Text block:
Disposals by non-UK residents of their UK residential property will be subject to UK capital gains tax (“CGT”) from April 2015. The new tax charge was announced in the UK Chancellor’s Autumn statement on 5 December 2013.

So far we have very little detail. However, it appears that the new charge will apply only to future increases in value. Thus, if an individual already owns UK residential property its value will be effectively rebased, presumably to its April 2015 value – although the rebasing date would need to be confirmed - for the purpose of calculating any taxable gain on a future disposal.

It also appears that the new charge will apply regardless of the value of the residential property (by contrast to the charge on ATED-related gains applicable since April 2013 on disposals by non-UK resident companies which only applies to properties worth over £2m).

The announcement does not indicate what rate of CGT will be payable. One possibility is that it will be set at 28%, which is currently the top rate of CGT payable by individuals.

A Government consultation on the new charge is due to be published early in 2014 which should go some way towards clarifying how it is intended to work. Questions which the consultation will need to address include the following:

  • will any reliefs be available, including principal private residence exemption? Will the reliefs available under the ATED rules (for example, for letting on commercial terms or for development) be replicated for purposes of the new charge?

Dataset rows:

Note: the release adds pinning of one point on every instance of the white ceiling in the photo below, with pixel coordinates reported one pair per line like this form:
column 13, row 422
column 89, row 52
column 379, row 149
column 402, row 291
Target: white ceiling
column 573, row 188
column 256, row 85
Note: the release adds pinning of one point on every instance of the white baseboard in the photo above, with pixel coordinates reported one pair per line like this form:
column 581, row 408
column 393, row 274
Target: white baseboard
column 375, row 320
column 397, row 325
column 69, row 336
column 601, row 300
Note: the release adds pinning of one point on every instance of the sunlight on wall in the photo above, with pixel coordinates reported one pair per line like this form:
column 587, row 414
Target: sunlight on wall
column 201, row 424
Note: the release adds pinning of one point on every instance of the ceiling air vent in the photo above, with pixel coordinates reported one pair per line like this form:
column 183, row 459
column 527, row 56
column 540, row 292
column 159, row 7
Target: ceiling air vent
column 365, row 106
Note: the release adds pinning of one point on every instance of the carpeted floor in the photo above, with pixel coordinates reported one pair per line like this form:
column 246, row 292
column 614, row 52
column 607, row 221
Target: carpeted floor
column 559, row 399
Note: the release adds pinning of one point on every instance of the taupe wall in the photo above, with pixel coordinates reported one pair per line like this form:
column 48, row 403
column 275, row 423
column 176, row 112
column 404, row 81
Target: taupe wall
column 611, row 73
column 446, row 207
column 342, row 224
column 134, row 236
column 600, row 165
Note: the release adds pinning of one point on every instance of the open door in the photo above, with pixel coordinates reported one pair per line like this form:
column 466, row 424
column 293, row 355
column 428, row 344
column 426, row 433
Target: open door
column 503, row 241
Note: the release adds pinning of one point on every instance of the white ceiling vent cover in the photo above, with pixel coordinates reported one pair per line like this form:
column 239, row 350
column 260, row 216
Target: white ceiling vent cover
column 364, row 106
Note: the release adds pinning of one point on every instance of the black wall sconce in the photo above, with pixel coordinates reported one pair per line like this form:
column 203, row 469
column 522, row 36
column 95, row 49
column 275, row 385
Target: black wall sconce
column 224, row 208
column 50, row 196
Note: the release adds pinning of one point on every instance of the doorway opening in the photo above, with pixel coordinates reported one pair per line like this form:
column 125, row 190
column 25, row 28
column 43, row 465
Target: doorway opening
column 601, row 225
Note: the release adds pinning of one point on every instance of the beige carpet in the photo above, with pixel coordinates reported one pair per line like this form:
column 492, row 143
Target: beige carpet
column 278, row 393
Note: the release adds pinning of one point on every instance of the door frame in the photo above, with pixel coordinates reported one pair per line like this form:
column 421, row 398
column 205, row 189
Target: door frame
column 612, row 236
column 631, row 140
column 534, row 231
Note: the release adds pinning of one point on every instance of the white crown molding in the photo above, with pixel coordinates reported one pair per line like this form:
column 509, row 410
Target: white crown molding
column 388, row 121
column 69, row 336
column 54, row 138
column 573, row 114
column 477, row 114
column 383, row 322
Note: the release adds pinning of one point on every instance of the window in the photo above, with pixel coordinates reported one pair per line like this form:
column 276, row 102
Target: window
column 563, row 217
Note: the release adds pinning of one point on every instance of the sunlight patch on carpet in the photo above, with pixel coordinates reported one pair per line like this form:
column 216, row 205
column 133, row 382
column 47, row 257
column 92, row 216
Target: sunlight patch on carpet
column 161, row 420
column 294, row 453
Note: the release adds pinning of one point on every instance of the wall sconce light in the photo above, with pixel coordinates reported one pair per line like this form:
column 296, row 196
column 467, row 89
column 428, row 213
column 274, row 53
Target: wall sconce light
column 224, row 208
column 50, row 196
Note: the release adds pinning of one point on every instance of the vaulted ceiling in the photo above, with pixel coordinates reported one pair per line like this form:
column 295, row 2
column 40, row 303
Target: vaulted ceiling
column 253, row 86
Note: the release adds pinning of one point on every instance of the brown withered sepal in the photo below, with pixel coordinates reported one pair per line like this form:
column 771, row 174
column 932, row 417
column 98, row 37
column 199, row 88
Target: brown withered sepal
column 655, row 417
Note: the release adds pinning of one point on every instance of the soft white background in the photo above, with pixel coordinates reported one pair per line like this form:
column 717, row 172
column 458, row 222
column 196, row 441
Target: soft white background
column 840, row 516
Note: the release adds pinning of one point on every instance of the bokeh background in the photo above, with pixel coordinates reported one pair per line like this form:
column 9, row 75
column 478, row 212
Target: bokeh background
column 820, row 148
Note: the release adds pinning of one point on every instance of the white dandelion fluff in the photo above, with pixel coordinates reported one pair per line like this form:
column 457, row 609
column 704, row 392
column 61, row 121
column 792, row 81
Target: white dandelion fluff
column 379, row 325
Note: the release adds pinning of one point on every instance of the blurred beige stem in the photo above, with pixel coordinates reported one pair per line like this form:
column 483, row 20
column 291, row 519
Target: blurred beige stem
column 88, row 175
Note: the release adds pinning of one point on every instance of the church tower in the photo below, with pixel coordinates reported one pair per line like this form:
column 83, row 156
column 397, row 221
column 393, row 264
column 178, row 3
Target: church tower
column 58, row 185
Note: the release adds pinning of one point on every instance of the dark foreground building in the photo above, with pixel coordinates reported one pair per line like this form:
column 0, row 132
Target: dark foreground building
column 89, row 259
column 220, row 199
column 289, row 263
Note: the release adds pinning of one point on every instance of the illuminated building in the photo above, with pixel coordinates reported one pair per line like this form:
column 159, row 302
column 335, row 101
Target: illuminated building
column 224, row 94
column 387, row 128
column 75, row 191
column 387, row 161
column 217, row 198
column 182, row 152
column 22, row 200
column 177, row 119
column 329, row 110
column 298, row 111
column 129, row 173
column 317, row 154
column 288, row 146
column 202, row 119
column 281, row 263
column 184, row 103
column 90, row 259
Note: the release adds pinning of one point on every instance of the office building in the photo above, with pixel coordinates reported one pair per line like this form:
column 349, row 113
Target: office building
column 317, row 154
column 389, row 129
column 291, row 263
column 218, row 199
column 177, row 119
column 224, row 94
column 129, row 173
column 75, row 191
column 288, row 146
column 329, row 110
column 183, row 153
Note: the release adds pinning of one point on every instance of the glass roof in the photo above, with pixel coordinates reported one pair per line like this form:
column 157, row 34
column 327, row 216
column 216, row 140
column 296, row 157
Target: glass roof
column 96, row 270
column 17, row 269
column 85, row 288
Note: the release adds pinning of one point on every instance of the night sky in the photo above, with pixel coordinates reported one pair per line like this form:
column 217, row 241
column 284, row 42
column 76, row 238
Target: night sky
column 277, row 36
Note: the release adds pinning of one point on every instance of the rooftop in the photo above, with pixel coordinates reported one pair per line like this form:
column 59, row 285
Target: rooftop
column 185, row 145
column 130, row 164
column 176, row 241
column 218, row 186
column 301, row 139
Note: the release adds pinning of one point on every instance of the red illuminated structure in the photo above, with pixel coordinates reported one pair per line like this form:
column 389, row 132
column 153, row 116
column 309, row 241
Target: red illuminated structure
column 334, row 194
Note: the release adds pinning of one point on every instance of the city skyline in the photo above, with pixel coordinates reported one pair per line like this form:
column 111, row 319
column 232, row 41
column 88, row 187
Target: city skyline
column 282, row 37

Tasks to complete:
1. According to the text on the new UK capital gains tax charge, when was the charge announced?
2. Go on with the text about the new capital gains tax charge on non-UK residents from the point where it stops.

Responses:
1. It was announced in the UK Chancellor's Autumn statement on 5 December 2013.

2.
  • will the new charge apply to non-UK resident trusts? (The charge on ATED-related gains does not apply to trustees)
  • will the new charge apply to companies and if so, what would be the interaction with the charge on ATED-related gains? Would it extend to cases where the property is worth under £2m? Thousands of non-UK companies (especially in the BVI) own residential property in London. It will only be possible to advise them on their tax position once we have further clarification on the scope of the new charge.

Once the Government’s consultation paper is published in early 2014 it will be possible for non-UK resident owners of residential property in the UK to begin considering whether they are affected and what steps, if any, they should take. This is likely to require a consideration of other UK taxes besides CGT, including ATED and inheritance tax.